======== Excerpted text

I was so completely overwhelmed. All the IV's , the pumps, monitors and ventilators.
I ended my day knowing that I thrived on crisis. The ICU was my home.
I spent more time with that man who taught me what my vocation was. I was as happy as he was the day of his discharge I think. To see someone at the brink of death pulled back by sheer teamwork, that awesome engine at work.
A six week rotation seems very short in theory but in practice it is more than enough time to teach you what you will love and what you will never,ever want to do.



I had a good laugh reading the New York Times today:
Hospitals short on Ventilators if Bird Flu hits by Donald G McNeil Jr.

Gosh didn't I just write about that a few weeks ago?
There is no way we will have enough ventilators for a quarter of the patients. We don't have enough vents for the patients we already have. I agree with using CPAP and temporary vents. They are cheap and do the job. I really wish the media could stop the panic crap. How about figuring out ways to be ready for when the shit hits instead of whining about what we don't have?
I wish we had more ways to force action instead of so much talking and meeting and holding hearings and blah blah.

We were bored at work the other day and we were talking about how the media and the public hold two completely contrary views of nurses. In movies and television we are usually whores. We sleep with every doctor in the hospital happily passing on gonorrhea or worse mental angst and inability to commit. Please, if Goran wants to marry you and have little Goran babies you would have to be a nutcase to refuse. Then the next exnurse/new doc walks up to bat and gets knocked up. Movies always describe the nurse as hot and visitors ask patients if the nurse" gave them a bath yet" and did they get off. It's bizarre because in the next breath nurses are described as saints full of endless care and compassion. We are given shiny halos.
We were laughing because some of the descriptions are true. Just like in any profession we have nurses who have sex with doctors..lot's of obvious, irritating sex and we have nurses that would not be amiss in a nuns outfit.

================
======== Entries shown

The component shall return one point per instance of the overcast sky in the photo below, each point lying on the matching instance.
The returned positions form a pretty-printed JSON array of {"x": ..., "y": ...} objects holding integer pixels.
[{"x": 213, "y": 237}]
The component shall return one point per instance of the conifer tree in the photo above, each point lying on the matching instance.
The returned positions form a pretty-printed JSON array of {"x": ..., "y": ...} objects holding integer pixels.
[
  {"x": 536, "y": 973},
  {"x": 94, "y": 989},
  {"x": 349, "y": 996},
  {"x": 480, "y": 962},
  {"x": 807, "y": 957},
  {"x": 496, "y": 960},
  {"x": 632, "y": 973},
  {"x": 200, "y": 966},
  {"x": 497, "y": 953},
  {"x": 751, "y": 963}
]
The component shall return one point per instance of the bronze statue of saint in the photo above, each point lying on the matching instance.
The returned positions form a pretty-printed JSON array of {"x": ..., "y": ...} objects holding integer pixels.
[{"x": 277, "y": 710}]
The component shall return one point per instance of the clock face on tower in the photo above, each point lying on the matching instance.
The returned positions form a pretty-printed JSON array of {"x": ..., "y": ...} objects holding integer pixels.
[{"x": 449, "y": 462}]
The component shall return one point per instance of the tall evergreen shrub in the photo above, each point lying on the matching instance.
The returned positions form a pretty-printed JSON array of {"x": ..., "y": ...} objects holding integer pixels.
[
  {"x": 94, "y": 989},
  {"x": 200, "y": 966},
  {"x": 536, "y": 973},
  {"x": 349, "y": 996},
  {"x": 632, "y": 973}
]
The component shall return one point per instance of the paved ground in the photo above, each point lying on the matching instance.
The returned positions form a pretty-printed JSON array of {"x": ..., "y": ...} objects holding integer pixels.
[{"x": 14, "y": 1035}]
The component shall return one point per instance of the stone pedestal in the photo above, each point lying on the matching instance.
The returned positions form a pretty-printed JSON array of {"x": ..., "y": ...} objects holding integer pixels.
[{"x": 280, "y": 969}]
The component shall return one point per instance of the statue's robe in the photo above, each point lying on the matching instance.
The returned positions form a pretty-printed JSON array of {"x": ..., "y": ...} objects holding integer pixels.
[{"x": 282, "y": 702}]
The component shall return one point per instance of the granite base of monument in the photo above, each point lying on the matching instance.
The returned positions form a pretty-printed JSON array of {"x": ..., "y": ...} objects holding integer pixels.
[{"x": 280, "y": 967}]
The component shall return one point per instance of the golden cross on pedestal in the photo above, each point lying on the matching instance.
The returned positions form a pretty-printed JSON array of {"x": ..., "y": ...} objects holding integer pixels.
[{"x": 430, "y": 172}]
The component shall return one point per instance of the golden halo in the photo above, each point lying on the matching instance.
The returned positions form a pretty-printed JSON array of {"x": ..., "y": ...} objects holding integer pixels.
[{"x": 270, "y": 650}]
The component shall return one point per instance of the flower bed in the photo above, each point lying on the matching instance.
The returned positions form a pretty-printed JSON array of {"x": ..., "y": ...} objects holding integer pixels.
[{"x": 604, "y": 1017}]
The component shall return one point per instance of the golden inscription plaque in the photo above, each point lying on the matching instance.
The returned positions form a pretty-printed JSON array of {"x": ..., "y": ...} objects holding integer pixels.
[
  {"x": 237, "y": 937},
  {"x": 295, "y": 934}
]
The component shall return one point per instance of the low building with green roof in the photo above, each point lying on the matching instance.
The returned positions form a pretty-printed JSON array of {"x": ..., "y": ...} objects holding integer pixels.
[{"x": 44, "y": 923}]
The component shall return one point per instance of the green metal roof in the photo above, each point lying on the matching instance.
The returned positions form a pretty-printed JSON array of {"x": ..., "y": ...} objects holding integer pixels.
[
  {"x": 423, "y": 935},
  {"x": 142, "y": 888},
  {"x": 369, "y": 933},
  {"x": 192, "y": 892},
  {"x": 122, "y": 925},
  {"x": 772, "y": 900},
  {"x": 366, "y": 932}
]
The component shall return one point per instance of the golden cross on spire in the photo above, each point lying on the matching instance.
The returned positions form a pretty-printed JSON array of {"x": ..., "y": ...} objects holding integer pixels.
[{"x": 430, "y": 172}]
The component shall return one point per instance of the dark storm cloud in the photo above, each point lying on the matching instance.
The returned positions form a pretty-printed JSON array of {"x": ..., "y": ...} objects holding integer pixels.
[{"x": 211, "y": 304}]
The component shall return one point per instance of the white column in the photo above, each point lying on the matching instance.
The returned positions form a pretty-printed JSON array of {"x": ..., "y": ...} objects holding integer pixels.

================

**Task instructions**:
In the nursing text, switch "ICU" to "trauma unit" and write out the passage starting at "I ended my day" and ending at "engine at work.".

**Response area**:
I ended my day knowing that I thrived on crisis. The trauma unit was my home.
I spent more time with that man who taught me what my vocation was. I was as happy as he was the day of his discharge I think. To see someone at the brink of death pulled back by sheer teamwork, that awesome engine at work.